-------- Provided records

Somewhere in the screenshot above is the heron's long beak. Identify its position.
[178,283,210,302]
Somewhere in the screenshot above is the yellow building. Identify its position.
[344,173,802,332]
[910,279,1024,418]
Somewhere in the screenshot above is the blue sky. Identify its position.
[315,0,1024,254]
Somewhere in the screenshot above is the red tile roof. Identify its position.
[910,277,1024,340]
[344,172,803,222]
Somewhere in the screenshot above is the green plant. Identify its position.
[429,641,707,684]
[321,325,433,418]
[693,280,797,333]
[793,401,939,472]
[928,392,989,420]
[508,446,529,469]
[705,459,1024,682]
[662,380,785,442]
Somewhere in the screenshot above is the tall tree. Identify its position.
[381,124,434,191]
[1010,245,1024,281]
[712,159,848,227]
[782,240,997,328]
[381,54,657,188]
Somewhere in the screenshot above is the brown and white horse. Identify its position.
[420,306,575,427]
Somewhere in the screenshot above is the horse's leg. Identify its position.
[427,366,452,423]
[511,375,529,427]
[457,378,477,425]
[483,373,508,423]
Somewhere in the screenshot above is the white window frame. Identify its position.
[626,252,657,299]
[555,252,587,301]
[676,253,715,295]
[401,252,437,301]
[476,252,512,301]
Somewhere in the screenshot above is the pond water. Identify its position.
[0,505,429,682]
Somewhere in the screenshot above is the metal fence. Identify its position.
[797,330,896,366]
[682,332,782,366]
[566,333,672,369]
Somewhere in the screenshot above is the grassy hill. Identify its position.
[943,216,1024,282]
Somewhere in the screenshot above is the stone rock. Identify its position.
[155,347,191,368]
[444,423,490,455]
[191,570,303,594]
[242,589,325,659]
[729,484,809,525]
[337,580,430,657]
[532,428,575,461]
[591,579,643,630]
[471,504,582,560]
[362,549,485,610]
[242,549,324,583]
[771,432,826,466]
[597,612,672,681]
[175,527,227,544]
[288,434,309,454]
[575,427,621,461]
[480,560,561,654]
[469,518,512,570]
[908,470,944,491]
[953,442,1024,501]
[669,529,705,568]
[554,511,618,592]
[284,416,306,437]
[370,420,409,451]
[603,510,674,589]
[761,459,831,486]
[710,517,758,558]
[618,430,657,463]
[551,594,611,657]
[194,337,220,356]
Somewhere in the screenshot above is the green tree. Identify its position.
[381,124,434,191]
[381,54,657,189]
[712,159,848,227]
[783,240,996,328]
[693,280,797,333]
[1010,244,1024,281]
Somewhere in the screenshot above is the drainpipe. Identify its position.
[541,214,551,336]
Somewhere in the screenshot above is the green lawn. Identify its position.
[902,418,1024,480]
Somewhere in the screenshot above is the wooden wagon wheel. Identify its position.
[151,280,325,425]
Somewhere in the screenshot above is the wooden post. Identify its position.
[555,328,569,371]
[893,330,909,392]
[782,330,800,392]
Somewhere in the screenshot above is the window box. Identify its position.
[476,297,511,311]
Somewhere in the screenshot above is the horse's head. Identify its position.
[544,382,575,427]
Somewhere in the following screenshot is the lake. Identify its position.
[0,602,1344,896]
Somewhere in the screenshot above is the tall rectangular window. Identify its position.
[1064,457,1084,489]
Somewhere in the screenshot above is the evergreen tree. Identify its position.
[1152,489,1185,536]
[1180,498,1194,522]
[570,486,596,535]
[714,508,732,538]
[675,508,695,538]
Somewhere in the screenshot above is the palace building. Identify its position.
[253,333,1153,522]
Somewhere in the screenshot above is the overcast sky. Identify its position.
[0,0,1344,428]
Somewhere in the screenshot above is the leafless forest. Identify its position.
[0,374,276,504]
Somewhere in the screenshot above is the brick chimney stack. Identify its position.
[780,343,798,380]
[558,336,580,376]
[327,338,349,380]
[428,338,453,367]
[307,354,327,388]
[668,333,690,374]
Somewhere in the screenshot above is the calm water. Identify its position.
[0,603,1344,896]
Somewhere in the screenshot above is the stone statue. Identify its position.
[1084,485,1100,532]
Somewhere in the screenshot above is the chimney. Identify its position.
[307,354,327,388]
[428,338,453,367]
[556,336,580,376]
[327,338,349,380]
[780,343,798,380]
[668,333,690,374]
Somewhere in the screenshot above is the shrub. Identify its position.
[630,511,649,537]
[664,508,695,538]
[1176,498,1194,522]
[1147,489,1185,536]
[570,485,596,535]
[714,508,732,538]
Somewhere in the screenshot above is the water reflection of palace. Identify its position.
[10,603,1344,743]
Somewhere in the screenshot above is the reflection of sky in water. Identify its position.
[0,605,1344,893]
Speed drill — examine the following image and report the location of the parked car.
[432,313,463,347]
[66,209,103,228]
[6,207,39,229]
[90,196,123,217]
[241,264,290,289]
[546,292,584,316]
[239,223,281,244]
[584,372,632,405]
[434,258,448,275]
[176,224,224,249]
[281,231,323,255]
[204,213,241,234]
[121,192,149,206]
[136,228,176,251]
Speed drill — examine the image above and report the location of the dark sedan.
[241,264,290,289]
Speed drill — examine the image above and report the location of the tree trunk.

----------------

**Instructions for the task**
Rewrite every line above, from the one containing "Somewhere in the screenshot above is the tall tree." through the one containing "[902,418,1024,480]", inclusive, keeping the requests as they are. Multiply each bounding box coordinate in the answers by 2.15 and round to the nearest whole number, with halves rounded up.

**Written reply**
Somewhere in the screenshot above is the tall tree. Identify its position.
[819,267,933,411]
[2172,527,2202,604]
[1531,342,1823,488]
[1681,516,2144,705]
[819,116,1413,404]
Somewhere in the screenshot above is the brown and white horse. Identify its position.
[903,658,1236,918]
Somewhere in the screenshot above is the horse's leg. Identify its position.
[918,787,972,909]
[1099,806,1137,918]
[983,813,1026,914]
[1038,802,1092,909]
Somewhere in the screenshot above is the white window frame. Identify its position.
[1346,542,1413,643]
[1193,542,1262,647]
[1453,544,1537,634]
[862,542,940,647]
[1023,542,1101,647]
Somewhere in the screenshot above is the pond water. Identify its position.
[0,1086,922,1466]
Somewhere in the screenshot above is the metal fence. Identify its position.
[1714,710,1926,787]
[1466,714,1681,787]
[1217,716,1445,793]
Somewhere in the screenshot above is the grassy hill. Identify its position.
[2027,464,2202,606]
Somewhere in the screenshot above is the stone rock. Identify its position.
[333,746,411,791]
[955,909,1054,978]
[411,1226,651,1277]
[520,1266,699,1417]
[1567,1041,1739,1129]
[725,1247,925,1413]
[1144,920,1236,991]
[1271,1245,1382,1355]
[1013,1084,1251,1204]
[778,1180,1043,1312]
[520,1180,697,1253]
[1658,929,1776,1002]
[1284,1316,1445,1464]
[376,1133,488,1170]
[619,933,664,976]
[1236,918,1335,991]
[1032,1204,1206,1406]
[1008,1114,1101,1226]
[1952,1011,2030,1056]
[2049,950,2202,1077]
[1438,1137,1516,1221]
[1191,1099,1329,1273]
[611,894,658,940]
[796,903,879,970]
[1296,1097,1449,1266]
[1636,987,1787,1045]
[1527,1112,1630,1200]
[1329,925,1413,995]
[1185,1277,1314,1413]
[417,725,473,765]
Somewhere in the screenshot above is the green tree. Identify its position.
[819,267,933,411]
[819,116,1413,406]
[1531,342,1823,488]
[1683,516,2141,705]
[1490,602,1714,716]
[2172,525,2202,604]
Somewhere in the screenshot above is the drainpipe. Identify its position.
[1163,460,1185,722]
Somewhere in the screenshot above is the green lawn. Identify its position.
[1939,899,2202,1032]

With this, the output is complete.